> SET TASK
Copy the records below, swapping every "formatting" for "layout" and leaving everything else untouched.

> LISTED RECORDS
________

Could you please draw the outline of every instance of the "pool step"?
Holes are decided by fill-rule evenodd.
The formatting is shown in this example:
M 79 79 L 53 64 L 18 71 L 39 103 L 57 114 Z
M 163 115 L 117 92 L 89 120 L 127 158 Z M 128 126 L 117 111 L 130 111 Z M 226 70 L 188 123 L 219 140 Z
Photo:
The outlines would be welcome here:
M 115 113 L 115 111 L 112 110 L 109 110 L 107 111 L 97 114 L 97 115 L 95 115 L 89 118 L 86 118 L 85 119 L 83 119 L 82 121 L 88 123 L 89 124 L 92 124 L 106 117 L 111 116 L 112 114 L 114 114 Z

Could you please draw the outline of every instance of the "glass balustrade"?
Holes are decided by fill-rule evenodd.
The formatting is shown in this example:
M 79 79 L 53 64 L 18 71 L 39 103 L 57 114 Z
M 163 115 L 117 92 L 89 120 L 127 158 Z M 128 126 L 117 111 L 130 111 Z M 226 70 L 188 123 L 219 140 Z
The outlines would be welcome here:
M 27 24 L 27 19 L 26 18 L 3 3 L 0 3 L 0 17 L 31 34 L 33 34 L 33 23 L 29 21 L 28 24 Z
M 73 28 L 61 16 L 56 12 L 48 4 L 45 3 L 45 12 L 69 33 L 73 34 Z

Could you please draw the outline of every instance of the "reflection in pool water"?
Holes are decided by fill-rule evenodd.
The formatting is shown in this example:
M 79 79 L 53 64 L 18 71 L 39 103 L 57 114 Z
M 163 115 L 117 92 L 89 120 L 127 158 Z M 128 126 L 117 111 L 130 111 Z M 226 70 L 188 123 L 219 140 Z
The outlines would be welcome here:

________

> REPLY
Could you please draw the outline of every instance of the "pool step"?
Holes are decided by fill-rule evenodd.
The layout is shown in this example:
M 79 79 L 53 64 L 18 71 L 39 103 L 57 114 Z
M 163 115 L 117 92 L 89 120 L 127 158 Z M 128 126 L 117 111 L 130 111 Z M 226 70 L 188 123 L 219 140 Z
Photo:
The outlines would be welcome here:
M 115 113 L 115 111 L 112 110 L 109 110 L 107 111 L 97 114 L 97 115 L 95 115 L 89 118 L 86 118 L 85 119 L 83 119 L 82 121 L 88 123 L 89 124 L 92 124 L 106 117 L 111 116 L 112 114 L 114 114 Z

Could you please draw the outline of every instance of the "glass balustrade"?
Holes are decided by fill-rule evenodd.
The layout is shown in this example:
M 79 79 L 53 64 L 18 71 L 39 103 L 57 114 Z
M 163 115 L 117 92 L 89 120 L 127 158 Z M 128 126 L 117 111 L 130 111 Z M 226 70 L 188 123 L 219 140 Z
The outlines would be welcome here:
M 27 24 L 27 19 L 26 18 L 3 3 L 0 3 L 0 17 L 31 34 L 33 34 L 33 23 L 29 21 L 28 24 Z
M 73 28 L 61 16 L 56 12 L 48 4 L 45 3 L 45 12 L 69 33 L 73 34 Z

Could you please draw the outline of every instance of the "reflection in pool water"?
Holes are decided by fill-rule evenodd.
The layout is shown in this example:
M 79 79 L 53 64 L 18 71 L 39 103 L 57 114 Z
M 163 115 L 117 92 L 89 120 L 127 158 Z M 128 126 L 117 111 L 130 111 Z M 226 70 L 188 123 L 219 140 Z
The outlines would be welcome here:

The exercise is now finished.